Quoted passage —
Gamya Wijayadasa (Sinhala:ගම්‍යා විජයදාස) is a Sri Lankan actress and beauty pageant titleholder who won Derana Veet Miss Sri Lanka 2009 and represented Sri Lanka in Miss World 2009 on December 12, 2009 in Johannesburg, South Africa.

==Early life==
Wijayadasa studied up to grade 6 at Musaeus College in Colombo before leaving to Singapore and then studying at the Marsiling College, Wijayadasa also studied at Strathmore Secondary College in Australia before going on to study Psychology for her Bachelor's degree.

==Career==
Wijayadasa was named Miss Sri Lanka 2009 on Wednesday July 22, 2009 beating 11 beauty queens at Mount Lavinia Hotel in Sri Lanka. She also won mini-titles like Miss Veet Beautiful Legs, Miss Personality and Miss Veet Beautiful Skin at the Derana Veet Miss Sri Lanka 2009 beauty pageant.

Given material —
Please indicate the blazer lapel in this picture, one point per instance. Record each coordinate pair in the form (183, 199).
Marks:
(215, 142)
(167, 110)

Problems and tasks —
**A)** Do these statements agree with the biography of Gamya Wijayadasa above? (i) She attended Musaeus College up to grade 6. (ii) She beat 15 other contestants to become Miss Sri Lanka 2009. (iii) She represented Sri Lanka at Miss World 2009 in Johannesburg. For each, give yes or no and quote the deciding words.
**B)** Write the next part of the biography of Gamya Wijayadasa, picking up after its final sentence.

Results of the tasks —
**A)**
(i) Yes: "studied up to grade 6 at Musaeus College in Colombo"
(ii) No: "beating 11 beauty queens"
(iii) Yes: "represented Sri Lanka in Miss World 2009 on December 12, 2009 in Johannesburg, South Africa"

**B)**
2009 October Wijayadasa was appointed as the United Nations Good will ambassordor for Sri Lanka as a recognition of her 10 years of community service for her country. Wijayadasa is also working as representative of " Tharunyata Hetak " - National Youth Organisation.

Wijayadasa focus on rehabilitation process, welfare of Internally Displaced People in the North of Sri Lanka and Youth education.

In 2012 Wijayadasa met the producers including Manish Manikpuri of Aalaap Bollywood movie and she was selected for an Item number for the movie.

==Social work==
Wijayadasa began volunteering at the age of 13. She started as a volunteer journalist and ventured into many avenues of social service where she contributed to major community projects before the title of Miss Sri Lanka was bestowed upon her.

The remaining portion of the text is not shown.